*Stated task:* Please print the material below line for line, changing nothing.

┄┄┄┄┄┄

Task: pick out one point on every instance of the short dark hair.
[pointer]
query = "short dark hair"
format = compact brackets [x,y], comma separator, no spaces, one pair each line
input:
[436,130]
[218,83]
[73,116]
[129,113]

┄┄┄┄┄┄

*Written solution:*
Task: pick out one point on every instance of the short dark hair.
[pointer]
query = "short dark hair"
format = compact brackets [x,y], comma separator, no spaces, one pair each line
input:
[436,130]
[218,83]
[73,116]
[129,113]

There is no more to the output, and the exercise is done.